→ **TEXT SEGMENT**:
After a number of large acquisitions from chip design giant Intel in 2015 and another by AMD in 2022, I've written about how small chip design house Lattice Semiconductor (LSCC -2.14%) is the last FPGA pure-play company left standing.

FPGAs (field-programmable gate arrays) are a type of logic chip. They have the ability to be reprogrammed using software to allow engineers to change the FPGA's function -- even after the chip has been manufactured and put into use. This makes FPGAs different from application-specific integrated circuits (ASICs), or even many CPUs and GPUs, which are designed and pre-programmed to behave a certain way.

Lattice may be small, but it has been quietly winning a market share battle with its two larger competitors, Intel and AMD. As the semiconductor industry readies for a new growth cycle later in 2024, powered by new needs for artificial intelligence (AI), Lattice could be in an exceptional position to keep winning.

(Rows from a segmentation dataset)
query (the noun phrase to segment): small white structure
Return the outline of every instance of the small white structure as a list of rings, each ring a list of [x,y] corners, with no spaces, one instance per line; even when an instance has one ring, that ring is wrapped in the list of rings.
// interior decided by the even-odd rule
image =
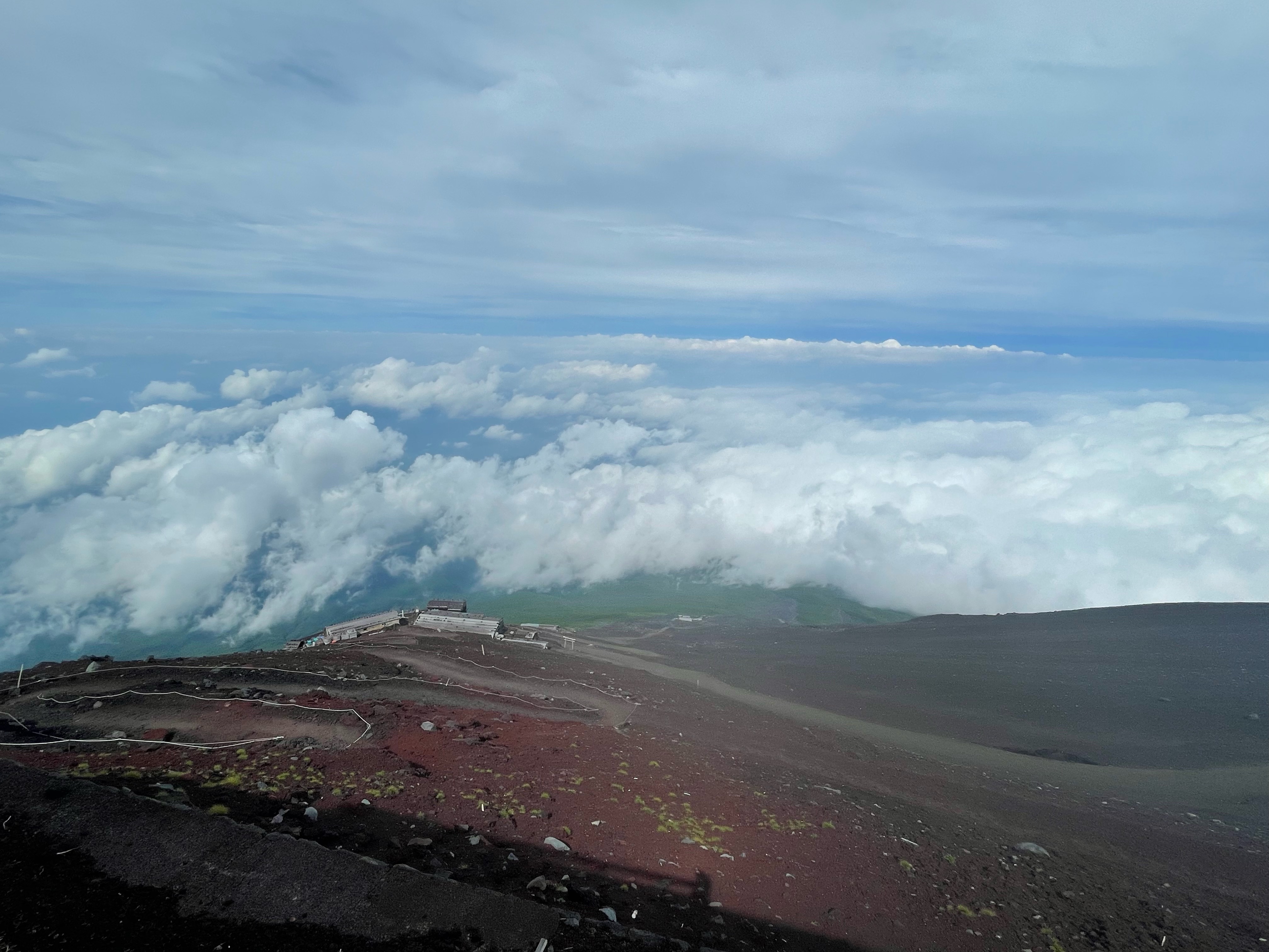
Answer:
[[[491,618],[487,614],[473,614],[471,612],[423,611],[415,614],[414,621],[410,623],[416,628],[463,631],[473,635],[489,635],[495,638],[506,631],[501,618]]]
[[[350,638],[360,637],[362,635],[374,635],[383,631],[385,628],[391,628],[395,625],[401,625],[405,621],[405,612],[401,609],[393,609],[391,612],[378,612],[376,614],[363,614],[358,618],[349,618],[346,622],[338,622],[336,625],[327,625],[325,628],[319,631],[316,635],[310,635],[307,638],[296,638],[288,641],[284,645],[284,650],[293,651],[297,647],[317,647],[319,645],[334,645],[339,641],[348,641]],[[292,645],[298,641],[298,645]]]

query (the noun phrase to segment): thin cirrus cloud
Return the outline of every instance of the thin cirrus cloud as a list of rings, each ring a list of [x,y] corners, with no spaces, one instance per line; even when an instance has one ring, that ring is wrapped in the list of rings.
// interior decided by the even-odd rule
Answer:
[[[216,291],[1259,321],[1266,17],[27,4],[0,36],[0,85],[24,90],[0,121],[0,269],[173,314],[164,294]]]
[[[43,367],[44,364],[56,363],[58,360],[71,360],[70,348],[60,347],[42,347],[39,350],[33,350],[24,358],[18,360],[14,367]]]
[[[595,341],[542,349],[570,347]],[[168,400],[5,438],[4,650],[232,644],[377,572],[459,560],[491,588],[725,566],[914,612],[1269,598],[1264,411],[865,420],[801,386],[801,364],[780,386],[685,386],[609,359],[636,350],[392,358],[272,402]],[[424,410],[476,420],[499,452],[407,452],[392,418]],[[548,435],[516,440],[513,419]]]

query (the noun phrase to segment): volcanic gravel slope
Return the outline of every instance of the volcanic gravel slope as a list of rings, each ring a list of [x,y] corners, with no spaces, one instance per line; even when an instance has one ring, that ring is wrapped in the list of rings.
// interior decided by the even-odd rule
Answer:
[[[584,651],[397,636],[28,677],[0,707],[8,737],[80,743],[9,757],[548,904],[560,949],[1269,938],[1256,831],[808,729]],[[112,724],[154,740],[84,743]]]

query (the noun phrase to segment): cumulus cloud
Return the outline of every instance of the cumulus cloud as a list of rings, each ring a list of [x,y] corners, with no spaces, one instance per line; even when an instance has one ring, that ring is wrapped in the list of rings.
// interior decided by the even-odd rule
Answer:
[[[188,381],[161,381],[152,380],[141,390],[132,395],[133,406],[146,406],[147,404],[176,402],[181,400],[206,400],[206,393],[199,393],[198,388]]]
[[[501,423],[495,423],[492,426],[486,426],[485,429],[472,430],[473,437],[485,437],[486,439],[524,439],[523,433],[516,433],[513,429],[508,429]]]
[[[307,371],[268,371],[253,367],[233,371],[221,381],[221,396],[226,400],[264,400],[283,390],[293,390],[308,378]]]
[[[1148,9],[25,4],[0,270],[259,307],[1258,321],[1269,14]]]
[[[497,420],[524,396],[506,376],[538,386],[537,369],[383,362],[341,392]],[[454,560],[494,588],[722,566],[915,612],[1269,599],[1263,413],[865,421],[796,387],[628,377],[519,458],[406,458],[401,434],[317,388],[5,438],[6,649],[233,640],[377,570],[423,579]],[[478,432],[514,443],[504,423]]]
[[[60,347],[53,349],[49,347],[42,347],[39,348],[39,350],[33,350],[32,353],[27,354],[24,358],[18,360],[18,363],[15,363],[14,367],[42,367],[43,364],[53,363],[55,360],[70,360],[70,359],[71,359],[71,352],[69,348]]]

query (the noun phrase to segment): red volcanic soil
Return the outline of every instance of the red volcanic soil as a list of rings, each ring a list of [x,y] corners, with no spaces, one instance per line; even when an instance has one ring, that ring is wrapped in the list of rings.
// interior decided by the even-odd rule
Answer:
[[[581,918],[602,919],[607,906],[622,925],[693,948],[1076,952],[1261,948],[1269,938],[1269,863],[1264,844],[1241,830],[1032,790],[563,651],[395,642],[164,670],[108,665],[34,688],[63,701],[90,696],[44,702],[47,730],[71,724],[74,711],[84,718],[75,724],[114,717],[136,737],[175,729],[178,740],[283,741],[5,753]],[[212,665],[216,683],[202,682]],[[298,684],[308,675],[278,669],[331,677],[315,692]],[[185,683],[173,687],[174,678]],[[91,707],[93,694],[124,684],[189,699],[137,694]],[[273,706],[277,692],[298,707]],[[13,702],[4,710],[18,712]],[[30,722],[30,710],[18,716]],[[150,787],[157,782],[176,790]],[[303,819],[308,805],[316,823]],[[1016,848],[1022,840],[1049,856]]]

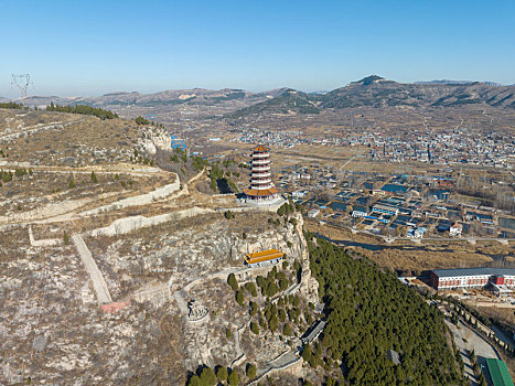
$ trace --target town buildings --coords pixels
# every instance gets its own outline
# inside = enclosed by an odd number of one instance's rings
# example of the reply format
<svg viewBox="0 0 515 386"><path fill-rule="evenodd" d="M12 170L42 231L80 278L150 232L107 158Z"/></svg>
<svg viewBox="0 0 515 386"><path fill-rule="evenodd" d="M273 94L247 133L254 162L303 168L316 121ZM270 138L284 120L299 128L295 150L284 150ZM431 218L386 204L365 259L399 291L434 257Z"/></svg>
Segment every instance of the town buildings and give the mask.
<svg viewBox="0 0 515 386"><path fill-rule="evenodd" d="M515 287L515 268L437 269L430 274L430 283L437 289L481 288L490 285L495 292L507 293Z"/></svg>

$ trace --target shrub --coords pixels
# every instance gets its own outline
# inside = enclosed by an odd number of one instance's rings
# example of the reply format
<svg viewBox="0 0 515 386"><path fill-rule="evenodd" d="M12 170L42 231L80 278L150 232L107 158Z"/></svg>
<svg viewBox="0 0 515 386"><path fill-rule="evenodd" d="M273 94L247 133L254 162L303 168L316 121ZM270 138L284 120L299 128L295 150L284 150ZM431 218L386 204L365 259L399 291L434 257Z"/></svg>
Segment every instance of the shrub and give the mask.
<svg viewBox="0 0 515 386"><path fill-rule="evenodd" d="M256 377L256 373L257 373L256 365L254 363L249 363L247 365L247 371L246 371L247 377L249 379L254 379Z"/></svg>
<svg viewBox="0 0 515 386"><path fill-rule="evenodd" d="M229 374L227 373L227 368L226 367L218 367L218 369L216 371L216 377L218 378L218 380L221 382L225 382L227 380L227 377L229 376Z"/></svg>
<svg viewBox="0 0 515 386"><path fill-rule="evenodd" d="M256 322L251 322L250 331L254 332L256 335L259 335L259 325Z"/></svg>
<svg viewBox="0 0 515 386"><path fill-rule="evenodd" d="M244 296L244 291L237 291L236 292L236 301L238 302L239 305L244 305L244 301L245 301L245 296Z"/></svg>
<svg viewBox="0 0 515 386"><path fill-rule="evenodd" d="M236 280L236 276L234 276L234 274L230 274L228 277L227 277L227 283L230 286L230 288L233 289L233 291L237 291L238 290L238 281Z"/></svg>
<svg viewBox="0 0 515 386"><path fill-rule="evenodd" d="M205 386L216 385L216 375L213 368L204 367L201 374L201 383Z"/></svg>

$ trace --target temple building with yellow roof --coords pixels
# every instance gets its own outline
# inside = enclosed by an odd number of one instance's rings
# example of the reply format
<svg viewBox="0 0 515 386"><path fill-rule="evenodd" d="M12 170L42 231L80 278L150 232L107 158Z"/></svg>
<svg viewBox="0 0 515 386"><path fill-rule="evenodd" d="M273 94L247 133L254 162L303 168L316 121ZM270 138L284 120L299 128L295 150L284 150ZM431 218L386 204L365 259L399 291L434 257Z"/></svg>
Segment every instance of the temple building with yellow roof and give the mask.
<svg viewBox="0 0 515 386"><path fill-rule="evenodd" d="M282 257L285 256L283 253L277 249L267 249L262 251L257 251L254 254L246 254L245 255L245 262L249 267L264 267L268 265L278 264Z"/></svg>

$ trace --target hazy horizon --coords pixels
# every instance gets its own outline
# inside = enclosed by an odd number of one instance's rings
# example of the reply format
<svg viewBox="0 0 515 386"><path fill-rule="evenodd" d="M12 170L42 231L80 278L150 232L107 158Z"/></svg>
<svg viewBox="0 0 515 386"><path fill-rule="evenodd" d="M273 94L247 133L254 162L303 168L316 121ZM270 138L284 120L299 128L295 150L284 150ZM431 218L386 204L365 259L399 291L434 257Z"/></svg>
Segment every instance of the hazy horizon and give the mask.
<svg viewBox="0 0 515 386"><path fill-rule="evenodd" d="M377 74L399 83L515 83L515 3L307 1L2 4L0 96L184 88L329 90Z"/></svg>

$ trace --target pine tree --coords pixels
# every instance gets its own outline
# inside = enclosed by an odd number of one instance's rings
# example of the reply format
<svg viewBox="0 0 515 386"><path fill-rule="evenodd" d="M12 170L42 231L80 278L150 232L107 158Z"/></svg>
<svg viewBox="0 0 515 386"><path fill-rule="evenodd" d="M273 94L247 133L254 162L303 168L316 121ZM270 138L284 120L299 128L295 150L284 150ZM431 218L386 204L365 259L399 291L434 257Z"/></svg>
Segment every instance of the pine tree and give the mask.
<svg viewBox="0 0 515 386"><path fill-rule="evenodd" d="M221 382L225 382L227 380L227 377L228 377L228 373L227 373L227 368L226 367L218 367L218 369L216 371L216 377L218 378L218 380Z"/></svg>
<svg viewBox="0 0 515 386"><path fill-rule="evenodd" d="M228 277L227 277L227 283L230 286L230 288L233 289L233 291L237 291L238 290L238 281L236 280L236 276L234 274L230 274Z"/></svg>
<svg viewBox="0 0 515 386"><path fill-rule="evenodd" d="M256 377L256 373L257 373L256 365L254 363L249 363L247 365L247 371L246 371L247 377L249 379L254 379Z"/></svg>
<svg viewBox="0 0 515 386"><path fill-rule="evenodd" d="M230 372L227 382L230 386L238 386L239 385L239 375L234 369Z"/></svg>

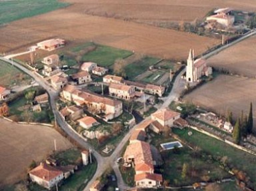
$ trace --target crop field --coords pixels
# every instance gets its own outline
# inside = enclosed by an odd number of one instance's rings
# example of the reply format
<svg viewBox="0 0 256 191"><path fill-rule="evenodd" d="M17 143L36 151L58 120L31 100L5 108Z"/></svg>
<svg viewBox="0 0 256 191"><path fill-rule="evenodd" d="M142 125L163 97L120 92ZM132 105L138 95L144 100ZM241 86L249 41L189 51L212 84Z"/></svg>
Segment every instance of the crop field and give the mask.
<svg viewBox="0 0 256 191"><path fill-rule="evenodd" d="M181 60L187 58L191 47L201 54L221 43L188 33L89 15L84 12L87 5L79 1L65 9L1 27L0 53L23 51L40 41L57 37L67 40L67 46L92 41L136 53Z"/></svg>
<svg viewBox="0 0 256 191"><path fill-rule="evenodd" d="M245 11L255 11L253 0L241 1L222 0L65 0L81 3L86 7L87 14L113 17L145 23L161 21L193 21L203 18L214 8L230 7ZM83 9L81 7L81 9ZM73 8L75 9L75 8Z"/></svg>
<svg viewBox="0 0 256 191"><path fill-rule="evenodd" d="M68 5L57 0L0 1L0 25L43 14Z"/></svg>
<svg viewBox="0 0 256 191"><path fill-rule="evenodd" d="M59 150L72 146L51 128L17 124L1 118L0 124L0 152L4 154L0 155L0 187L25 177L33 160L39 162L53 150L55 139Z"/></svg>
<svg viewBox="0 0 256 191"><path fill-rule="evenodd" d="M208 60L209 65L249 77L256 77L256 37L229 47Z"/></svg>
<svg viewBox="0 0 256 191"><path fill-rule="evenodd" d="M13 66L0 61L0 85L11 87L15 84L27 83L29 77Z"/></svg>
<svg viewBox="0 0 256 191"><path fill-rule="evenodd" d="M184 99L223 115L232 111L234 117L240 116L242 110L248 114L249 104L252 102L255 127L255 95L256 80L219 75L186 95Z"/></svg>
<svg viewBox="0 0 256 191"><path fill-rule="evenodd" d="M149 67L158 61L158 59L145 57L143 59L125 67L125 71L129 80L146 71Z"/></svg>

→ **CHALLENGES**:
1/ Which companies does the FPGA article name? List them.
2/ Copy out the stretch of the FPGA article from "After a number" through "a certain way.".
The records are separate material and have no connection to the FPGA article.

→ **IN RESPONSE**:
1/ Intel, AMD, Lattice Semiconductor

2/
After a number of large acquisitions from chip design giant Intel in 2015 and another by AMD in 2022, I've written about how small chip design house Lattice Semiconductor (LSCC -2.14%) is the last FPGA pure-play company left standing.

FPGAs (field-programmable gate arrays) are a type of logic chip. They have the ability to be reprogrammed using software to allow engineers to change the FPGA's function -- even after the chip has been manufactured and put into use. This makes FPGAs different from application-specific integrated circuits (ASICs), or even many CPUs and GPUs, which are designed and pre-programmed to behave a certain way.